Data records:
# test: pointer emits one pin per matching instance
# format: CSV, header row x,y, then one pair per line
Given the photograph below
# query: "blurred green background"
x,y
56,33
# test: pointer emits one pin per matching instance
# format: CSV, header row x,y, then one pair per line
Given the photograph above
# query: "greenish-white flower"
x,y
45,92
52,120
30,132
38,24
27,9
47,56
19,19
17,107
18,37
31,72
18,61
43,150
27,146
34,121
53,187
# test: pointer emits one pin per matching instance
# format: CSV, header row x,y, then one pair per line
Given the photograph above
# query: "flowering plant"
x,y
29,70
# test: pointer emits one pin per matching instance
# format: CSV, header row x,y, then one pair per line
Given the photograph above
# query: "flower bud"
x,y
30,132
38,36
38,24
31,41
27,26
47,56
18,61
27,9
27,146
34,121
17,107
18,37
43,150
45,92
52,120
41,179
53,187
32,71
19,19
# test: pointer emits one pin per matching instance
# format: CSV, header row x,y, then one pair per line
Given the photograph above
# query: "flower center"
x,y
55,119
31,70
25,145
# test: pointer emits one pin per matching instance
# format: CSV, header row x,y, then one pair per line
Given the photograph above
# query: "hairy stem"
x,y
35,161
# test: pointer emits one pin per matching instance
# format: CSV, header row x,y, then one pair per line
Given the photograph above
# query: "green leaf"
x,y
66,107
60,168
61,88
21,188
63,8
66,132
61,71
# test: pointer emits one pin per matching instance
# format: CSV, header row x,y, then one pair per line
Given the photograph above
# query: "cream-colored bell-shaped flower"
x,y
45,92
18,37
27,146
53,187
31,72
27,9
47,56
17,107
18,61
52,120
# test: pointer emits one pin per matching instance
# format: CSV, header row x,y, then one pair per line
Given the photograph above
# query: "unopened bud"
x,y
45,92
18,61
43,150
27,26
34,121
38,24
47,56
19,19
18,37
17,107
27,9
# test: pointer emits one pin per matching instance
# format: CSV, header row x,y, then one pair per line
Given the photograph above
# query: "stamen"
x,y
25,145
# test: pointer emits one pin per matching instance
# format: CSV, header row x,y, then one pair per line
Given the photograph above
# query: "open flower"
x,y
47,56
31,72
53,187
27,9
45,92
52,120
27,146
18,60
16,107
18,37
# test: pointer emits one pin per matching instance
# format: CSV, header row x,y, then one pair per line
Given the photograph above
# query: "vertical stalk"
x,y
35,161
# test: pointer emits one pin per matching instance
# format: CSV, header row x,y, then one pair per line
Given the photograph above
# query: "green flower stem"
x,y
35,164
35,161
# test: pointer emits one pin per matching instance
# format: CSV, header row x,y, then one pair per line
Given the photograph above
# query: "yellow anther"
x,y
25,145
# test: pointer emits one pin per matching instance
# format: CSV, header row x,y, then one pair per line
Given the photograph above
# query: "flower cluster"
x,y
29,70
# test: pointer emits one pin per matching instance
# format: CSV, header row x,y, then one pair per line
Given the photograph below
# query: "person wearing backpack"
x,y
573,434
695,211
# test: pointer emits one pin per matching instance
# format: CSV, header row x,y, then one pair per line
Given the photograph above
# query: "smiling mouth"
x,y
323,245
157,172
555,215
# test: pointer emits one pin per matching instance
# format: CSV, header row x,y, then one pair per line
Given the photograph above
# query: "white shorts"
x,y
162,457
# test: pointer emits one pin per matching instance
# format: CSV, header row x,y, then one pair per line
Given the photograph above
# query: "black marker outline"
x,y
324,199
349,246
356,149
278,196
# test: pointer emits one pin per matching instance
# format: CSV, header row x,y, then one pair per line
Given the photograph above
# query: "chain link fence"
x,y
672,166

#### WHAT YOU HAVE TO DO
Set down the records once more, character for character.

#### ANSWER BOX
# test: pointer emits one pin per matching instance
# format: CSV, header row x,y, then one pair per line
Given the photograph below
# query: "blurred green background"
x,y
56,33
# test: pointer emits one pin per matching instance
# format: CSV, header row x,y, then one pair per line
Given the photograph above
# query: "greenish-white flower"
x,y
45,92
52,120
30,132
38,24
27,9
47,56
19,19
17,107
18,37
31,72
18,61
43,150
27,146
34,121
53,187
# test: pointer emits one pin per matching instance
# format: CSV, header row x,y, then one pair per line
Given the photograph above
# query: "flowering plant"
x,y
29,70
# test: pointer emits one pin per matching instance
# format: CSV, header row x,y, then one pair per line
Given the photograph above
# query: "flower bud"
x,y
30,132
38,36
38,24
31,41
27,26
47,56
18,61
27,9
27,146
34,121
17,107
18,37
43,150
45,92
52,120
41,179
53,187
32,71
19,19
# test: pointer emits one pin per matching instance
# format: CSV, header row x,y, then one pair per line
Given the photograph above
# query: "flower center"
x,y
55,119
31,70
25,145
# test: pointer emits one pin per matching instance
# format: CSV, header row x,y, then one pair per line
Given the photograph above
# query: "hairy stem"
x,y
35,161
# test: pointer emits one pin per matching instance
# format: CSV, header row x,y, then one pair per line
Given the photograph above
# query: "green leaf"
x,y
66,107
60,168
61,88
21,188
63,8
66,132
61,71
# test: pointer emits one pin per matching instance
# format: CSV, header row x,y, then one pair per line
Given the photograph above
# query: "cream-colored bell-shaped flower"
x,y
45,92
18,37
27,146
53,187
31,72
27,9
47,56
17,107
18,61
52,120
# test: pointer emits one pin per matching instance
# format: CSV, header row x,y, then one pair per line
Given the photograph above
# query: "unopened bud"
x,y
45,92
18,61
43,150
27,26
34,121
38,24
47,56
19,19
18,37
17,107
27,9
# test: pointer emits one pin per matching instance
# format: CSV, header row x,y, then one pair per line
Given the photograph above
# query: "stamen"
x,y
25,145
# test: pointer emits one pin per matching instance
# format: CSV, header row x,y, then one pair per line
Given the photograph above
# query: "open flower"
x,y
47,56
31,72
53,187
27,9
45,92
52,120
27,146
18,60
16,107
18,37
# test: pointer emits one pin per matching instance
# format: CSV, header row x,y, then one pair per line
Given the photograph above
# query: "vertical stalk"
x,y
35,161
# test: pointer emits one pin per matching instance
# format: CSV, header row x,y, then one pair per line
Given the photograph above
# query: "green flower stem"
x,y
35,164
35,161
# test: pointer emits one pin per matching instance
# format: CSV, header row x,y, then one pair per line
Given the photograph above
# query: "yellow anther"
x,y
25,145
# test: pointer emits one pin per matching instance
# format: CSV, header row x,y, then one pair per line
Given the photograph above
# query: "flower cluster"
x,y
29,70
# test: pointer emits one pin per matching instance
# format: CSV, header row x,y, then one pair per line
Given the photograph below
# query: "person wearing backpack"
x,y
573,434
695,211
# test: pointer emits one pin per matching instance
# format: CSV, header row x,y, then one pair per line
Given the photograph above
# query: "smiling mouth"
x,y
323,245
157,172
555,215
# test: pointer emits one pin per matching instance
# format: CSV, header row x,y, then one pair per line
Given the photograph above
# query: "white shorts"
x,y
162,457
# test: pointer emits one pin per matching instance
# format: CSV, header row x,y, then one pair per line
Given the photograph above
# query: "black marker outline"
x,y
324,199
349,246
356,149
278,196
# test: pointer emits one pin per matching instance
# format: CSV, header row x,y, then one pair per line
Given the photograph above
# query: "chain link fence"
x,y
672,166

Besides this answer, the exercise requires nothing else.